Resize the items from the start through the line holding "357, 256, 416]]", both ends included, by giving all those lines again with their requests and multiplying every box coordinate in the answers by 2.55, rounded to whole numbers with halves going up. Leave the pictures out.
--- Start of Material for this task ---
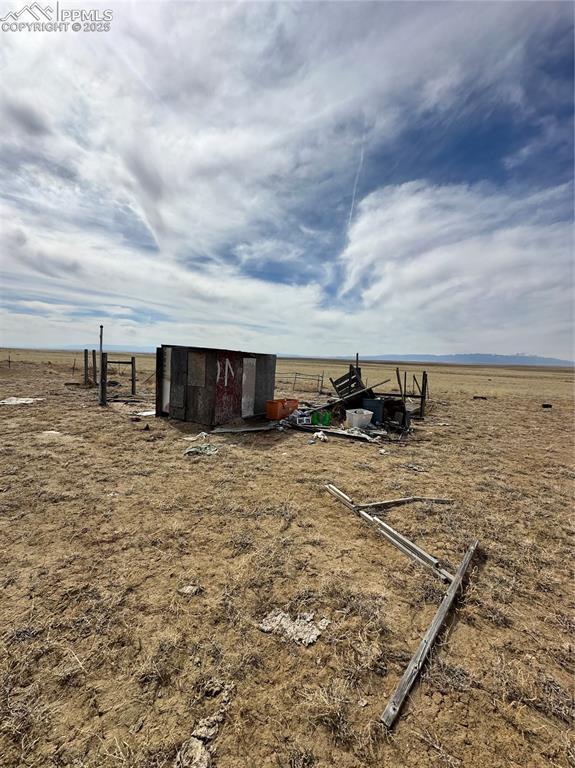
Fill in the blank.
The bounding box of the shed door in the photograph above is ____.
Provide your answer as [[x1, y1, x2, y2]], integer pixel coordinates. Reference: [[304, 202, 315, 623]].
[[214, 352, 243, 424], [170, 347, 188, 420], [242, 357, 256, 416]]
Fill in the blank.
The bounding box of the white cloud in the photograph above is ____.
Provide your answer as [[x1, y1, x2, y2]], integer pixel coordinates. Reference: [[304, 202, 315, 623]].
[[0, 3, 571, 354]]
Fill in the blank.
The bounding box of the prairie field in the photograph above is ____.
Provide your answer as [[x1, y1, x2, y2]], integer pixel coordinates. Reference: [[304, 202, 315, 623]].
[[0, 350, 575, 768]]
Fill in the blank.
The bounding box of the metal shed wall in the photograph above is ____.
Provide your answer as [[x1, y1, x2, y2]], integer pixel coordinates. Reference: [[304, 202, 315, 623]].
[[156, 345, 276, 426]]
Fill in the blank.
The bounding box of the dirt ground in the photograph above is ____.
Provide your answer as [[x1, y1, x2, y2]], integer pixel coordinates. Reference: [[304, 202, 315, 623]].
[[0, 351, 575, 768]]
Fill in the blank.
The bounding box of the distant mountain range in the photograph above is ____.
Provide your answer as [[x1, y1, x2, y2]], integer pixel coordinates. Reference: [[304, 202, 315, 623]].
[[30, 344, 575, 368], [338, 353, 575, 368]]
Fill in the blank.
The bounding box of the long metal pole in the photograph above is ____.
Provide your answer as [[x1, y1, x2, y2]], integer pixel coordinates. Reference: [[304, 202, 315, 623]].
[[381, 541, 479, 728]]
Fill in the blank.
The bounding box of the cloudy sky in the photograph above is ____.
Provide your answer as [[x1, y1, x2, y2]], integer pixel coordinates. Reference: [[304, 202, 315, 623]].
[[0, 0, 574, 358]]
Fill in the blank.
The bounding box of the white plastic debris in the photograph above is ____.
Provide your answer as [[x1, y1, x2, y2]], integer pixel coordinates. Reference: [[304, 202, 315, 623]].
[[178, 584, 204, 597], [182, 432, 209, 443], [184, 443, 218, 456], [174, 736, 212, 768], [258, 608, 330, 645]]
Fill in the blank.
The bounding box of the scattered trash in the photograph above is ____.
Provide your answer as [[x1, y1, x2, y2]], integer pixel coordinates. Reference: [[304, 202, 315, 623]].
[[345, 408, 373, 429], [182, 432, 209, 443], [212, 421, 278, 435], [192, 711, 225, 741], [184, 443, 218, 456], [174, 736, 212, 768], [178, 584, 204, 597], [258, 608, 331, 645]]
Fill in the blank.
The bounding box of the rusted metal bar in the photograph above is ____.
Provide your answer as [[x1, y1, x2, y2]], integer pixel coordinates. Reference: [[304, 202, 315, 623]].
[[381, 541, 479, 728], [326, 483, 453, 581]]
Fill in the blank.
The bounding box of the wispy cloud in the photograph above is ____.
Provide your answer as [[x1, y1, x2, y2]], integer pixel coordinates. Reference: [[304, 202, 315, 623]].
[[0, 2, 573, 356]]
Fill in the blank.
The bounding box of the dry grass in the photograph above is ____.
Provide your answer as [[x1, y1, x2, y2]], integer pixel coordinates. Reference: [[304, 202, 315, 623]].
[[0, 351, 575, 768]]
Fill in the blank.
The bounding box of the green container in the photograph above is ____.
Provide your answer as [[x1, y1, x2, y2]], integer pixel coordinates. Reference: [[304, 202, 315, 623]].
[[311, 411, 331, 427]]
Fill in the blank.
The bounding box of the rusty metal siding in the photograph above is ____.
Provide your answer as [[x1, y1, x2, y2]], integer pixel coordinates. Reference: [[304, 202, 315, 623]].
[[254, 355, 276, 413], [156, 344, 276, 426], [214, 350, 243, 424], [170, 347, 188, 419]]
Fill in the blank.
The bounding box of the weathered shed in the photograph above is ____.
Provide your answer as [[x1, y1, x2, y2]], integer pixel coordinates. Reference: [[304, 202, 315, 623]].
[[156, 344, 276, 426]]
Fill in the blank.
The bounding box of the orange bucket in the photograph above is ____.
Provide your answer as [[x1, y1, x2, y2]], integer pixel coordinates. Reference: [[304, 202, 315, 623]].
[[266, 399, 299, 421]]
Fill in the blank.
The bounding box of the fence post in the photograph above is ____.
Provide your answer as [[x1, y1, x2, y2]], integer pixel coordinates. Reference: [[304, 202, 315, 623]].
[[100, 352, 108, 405], [92, 349, 98, 387], [419, 371, 427, 417], [131, 357, 136, 395]]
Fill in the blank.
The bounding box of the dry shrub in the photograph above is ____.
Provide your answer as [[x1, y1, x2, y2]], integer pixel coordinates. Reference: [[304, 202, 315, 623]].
[[0, 678, 48, 756], [494, 656, 574, 725], [137, 639, 187, 696], [303, 678, 354, 746]]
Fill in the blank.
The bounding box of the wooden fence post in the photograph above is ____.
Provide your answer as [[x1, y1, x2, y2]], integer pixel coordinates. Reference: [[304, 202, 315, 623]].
[[419, 371, 427, 418], [131, 357, 136, 395], [100, 352, 108, 405], [92, 349, 98, 387]]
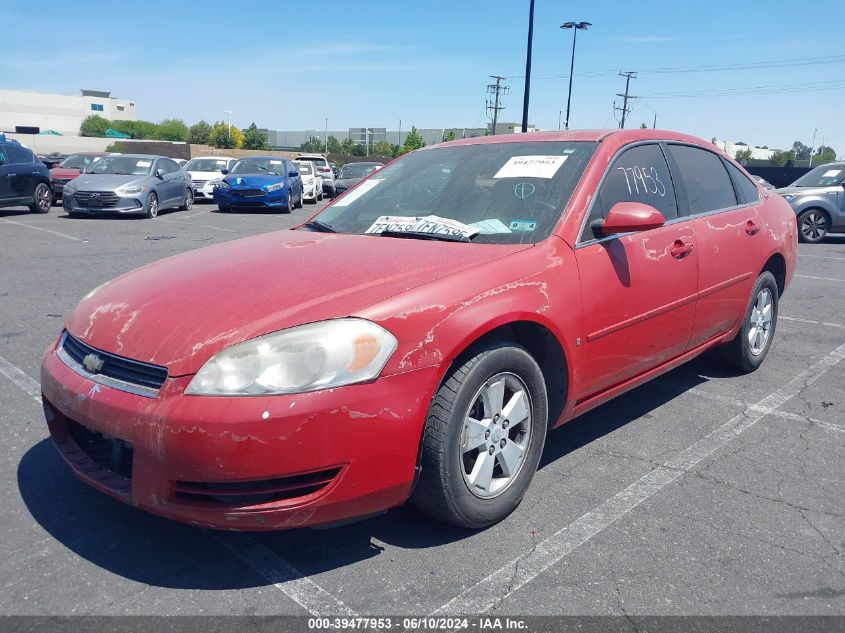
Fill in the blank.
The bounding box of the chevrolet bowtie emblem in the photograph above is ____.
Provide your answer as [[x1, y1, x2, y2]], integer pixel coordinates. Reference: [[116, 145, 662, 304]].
[[82, 354, 103, 374]]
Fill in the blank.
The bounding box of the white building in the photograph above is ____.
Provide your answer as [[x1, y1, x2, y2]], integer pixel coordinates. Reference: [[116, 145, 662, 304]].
[[0, 90, 138, 135]]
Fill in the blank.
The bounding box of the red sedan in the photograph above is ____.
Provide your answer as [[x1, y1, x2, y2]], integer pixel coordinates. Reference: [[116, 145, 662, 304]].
[[41, 130, 797, 530]]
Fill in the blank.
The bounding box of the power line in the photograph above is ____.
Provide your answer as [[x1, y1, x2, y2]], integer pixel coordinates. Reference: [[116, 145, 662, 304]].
[[613, 70, 637, 130], [486, 75, 511, 135]]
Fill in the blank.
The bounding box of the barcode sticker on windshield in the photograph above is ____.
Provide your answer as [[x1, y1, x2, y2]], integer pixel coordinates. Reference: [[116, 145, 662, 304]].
[[493, 156, 568, 178], [333, 178, 384, 207]]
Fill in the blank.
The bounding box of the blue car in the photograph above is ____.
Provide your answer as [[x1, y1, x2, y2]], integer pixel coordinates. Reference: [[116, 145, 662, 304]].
[[214, 156, 302, 213]]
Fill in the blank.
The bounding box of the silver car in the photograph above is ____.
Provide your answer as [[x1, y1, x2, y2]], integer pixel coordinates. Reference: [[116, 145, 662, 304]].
[[775, 163, 845, 244], [62, 154, 194, 218]]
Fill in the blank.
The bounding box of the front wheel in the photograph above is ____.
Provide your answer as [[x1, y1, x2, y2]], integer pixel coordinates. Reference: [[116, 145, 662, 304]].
[[411, 341, 548, 529], [723, 271, 778, 373], [798, 209, 828, 244], [29, 182, 53, 213], [146, 193, 158, 218]]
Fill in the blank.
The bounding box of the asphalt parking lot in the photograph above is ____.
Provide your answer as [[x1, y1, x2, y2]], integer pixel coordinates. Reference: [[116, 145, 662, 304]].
[[0, 204, 845, 615]]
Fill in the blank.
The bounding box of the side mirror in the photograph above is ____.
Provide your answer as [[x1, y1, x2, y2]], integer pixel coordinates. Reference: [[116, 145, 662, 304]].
[[593, 202, 666, 235]]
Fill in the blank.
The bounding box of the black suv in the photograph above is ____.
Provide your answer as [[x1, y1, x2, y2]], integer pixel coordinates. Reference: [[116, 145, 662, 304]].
[[0, 142, 53, 213]]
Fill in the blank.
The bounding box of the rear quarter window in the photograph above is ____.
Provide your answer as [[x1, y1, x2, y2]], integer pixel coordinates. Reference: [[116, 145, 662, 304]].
[[669, 145, 737, 215]]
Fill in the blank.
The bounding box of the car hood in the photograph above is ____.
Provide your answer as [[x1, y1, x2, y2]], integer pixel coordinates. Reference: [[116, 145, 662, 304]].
[[223, 174, 285, 189], [50, 167, 79, 180], [65, 231, 531, 376], [73, 174, 149, 191]]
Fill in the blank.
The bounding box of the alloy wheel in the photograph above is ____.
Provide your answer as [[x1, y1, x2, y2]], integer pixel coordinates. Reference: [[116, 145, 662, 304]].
[[748, 288, 773, 356], [461, 372, 533, 499]]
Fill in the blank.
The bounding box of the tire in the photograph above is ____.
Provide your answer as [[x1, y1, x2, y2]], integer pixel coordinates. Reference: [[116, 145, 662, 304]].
[[722, 271, 778, 373], [411, 341, 548, 529], [29, 182, 53, 213], [798, 209, 830, 244], [179, 188, 194, 211], [146, 192, 158, 218]]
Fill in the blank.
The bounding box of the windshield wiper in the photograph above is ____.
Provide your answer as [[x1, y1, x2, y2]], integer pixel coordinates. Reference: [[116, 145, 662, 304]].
[[300, 220, 337, 233], [376, 231, 471, 242]]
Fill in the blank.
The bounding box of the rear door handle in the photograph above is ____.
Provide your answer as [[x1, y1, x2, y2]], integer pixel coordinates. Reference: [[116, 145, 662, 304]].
[[669, 240, 693, 259]]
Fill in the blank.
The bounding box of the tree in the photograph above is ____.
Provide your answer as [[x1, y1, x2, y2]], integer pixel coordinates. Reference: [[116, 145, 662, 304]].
[[188, 121, 211, 145], [327, 136, 343, 154], [156, 119, 188, 142], [734, 147, 752, 165], [208, 121, 244, 149], [792, 141, 812, 160], [244, 123, 269, 149], [370, 141, 393, 157], [402, 126, 425, 152], [79, 114, 111, 136], [769, 149, 795, 167], [813, 145, 836, 165]]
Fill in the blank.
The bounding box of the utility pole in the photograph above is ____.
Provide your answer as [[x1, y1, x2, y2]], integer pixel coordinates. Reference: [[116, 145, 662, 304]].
[[615, 70, 637, 130], [487, 75, 510, 136], [520, 0, 534, 134]]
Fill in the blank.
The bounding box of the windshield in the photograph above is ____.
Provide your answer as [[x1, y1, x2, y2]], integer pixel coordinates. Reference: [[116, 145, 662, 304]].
[[59, 154, 99, 171], [85, 156, 155, 176], [185, 158, 229, 171], [339, 163, 381, 178], [790, 164, 845, 187], [316, 142, 596, 244], [230, 158, 285, 176]]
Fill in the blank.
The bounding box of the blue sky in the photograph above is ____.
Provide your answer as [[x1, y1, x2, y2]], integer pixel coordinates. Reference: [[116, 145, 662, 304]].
[[0, 0, 845, 156]]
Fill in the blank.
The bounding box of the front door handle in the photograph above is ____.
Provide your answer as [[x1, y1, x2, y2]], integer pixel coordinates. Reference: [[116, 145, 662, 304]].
[[669, 240, 693, 259], [745, 220, 761, 235]]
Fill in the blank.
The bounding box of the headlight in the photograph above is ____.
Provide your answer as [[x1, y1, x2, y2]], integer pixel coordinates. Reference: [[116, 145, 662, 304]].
[[185, 319, 396, 396], [117, 185, 150, 196]]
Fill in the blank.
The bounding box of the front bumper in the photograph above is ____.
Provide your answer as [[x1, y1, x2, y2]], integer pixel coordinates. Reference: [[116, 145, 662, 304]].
[[62, 193, 146, 215], [213, 187, 289, 207], [41, 346, 440, 530]]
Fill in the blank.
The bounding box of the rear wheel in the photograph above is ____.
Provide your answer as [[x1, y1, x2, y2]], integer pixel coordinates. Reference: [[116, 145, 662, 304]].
[[147, 193, 158, 218], [29, 182, 53, 213], [411, 341, 548, 528], [722, 271, 778, 372], [798, 209, 829, 244]]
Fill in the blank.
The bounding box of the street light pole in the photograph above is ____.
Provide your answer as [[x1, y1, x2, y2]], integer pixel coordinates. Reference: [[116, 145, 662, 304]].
[[558, 22, 592, 130]]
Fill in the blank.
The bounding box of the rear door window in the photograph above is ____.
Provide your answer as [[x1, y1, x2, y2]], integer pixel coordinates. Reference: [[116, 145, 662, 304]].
[[581, 143, 678, 242], [725, 161, 760, 204], [669, 144, 737, 215]]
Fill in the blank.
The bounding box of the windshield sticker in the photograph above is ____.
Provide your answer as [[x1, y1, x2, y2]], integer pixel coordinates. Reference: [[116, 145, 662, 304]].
[[470, 218, 512, 235], [493, 156, 569, 178], [333, 178, 384, 207], [364, 215, 479, 237], [508, 220, 537, 231]]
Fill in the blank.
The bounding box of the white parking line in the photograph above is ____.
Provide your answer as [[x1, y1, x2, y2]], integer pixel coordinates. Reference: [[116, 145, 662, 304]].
[[432, 338, 845, 615], [215, 532, 358, 617], [795, 275, 845, 283], [0, 356, 41, 403], [778, 314, 845, 329], [0, 356, 358, 617], [0, 218, 88, 243]]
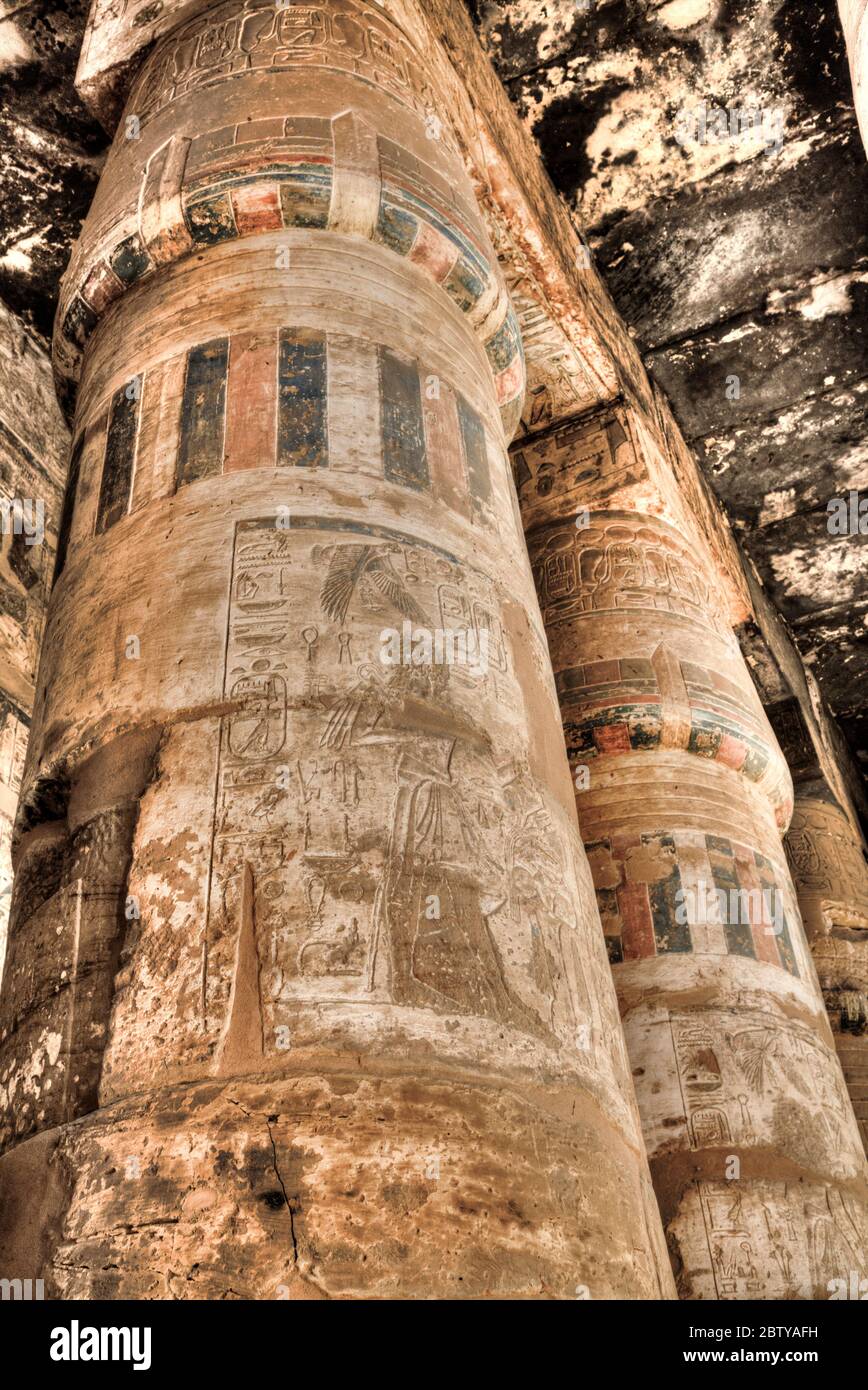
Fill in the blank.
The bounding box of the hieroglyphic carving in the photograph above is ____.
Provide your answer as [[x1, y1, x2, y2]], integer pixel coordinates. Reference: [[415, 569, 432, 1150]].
[[684, 1182, 868, 1300], [206, 516, 602, 1048], [129, 0, 455, 134], [529, 513, 728, 634], [669, 1009, 864, 1176]]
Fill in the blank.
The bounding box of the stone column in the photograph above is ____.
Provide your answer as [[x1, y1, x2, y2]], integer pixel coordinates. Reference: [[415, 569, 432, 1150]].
[[786, 784, 868, 1152], [0, 303, 70, 979], [516, 409, 867, 1298], [0, 0, 672, 1298], [837, 0, 868, 158]]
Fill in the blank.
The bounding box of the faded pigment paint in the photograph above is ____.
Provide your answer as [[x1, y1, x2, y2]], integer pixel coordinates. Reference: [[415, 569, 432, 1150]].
[[0, 0, 673, 1298]]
--- End of Material for this task ---
> _Solution below_
Fill in the blank.
The bounding box of the shed door in the photograph above is ____.
Provide your answer as [[x1, y1, x2, y2]], integer pixel coordinates. Reference: [[304, 202, 315, 623]].
[[546, 898, 620, 1081], [434, 885, 479, 1071], [617, 910, 653, 1061]]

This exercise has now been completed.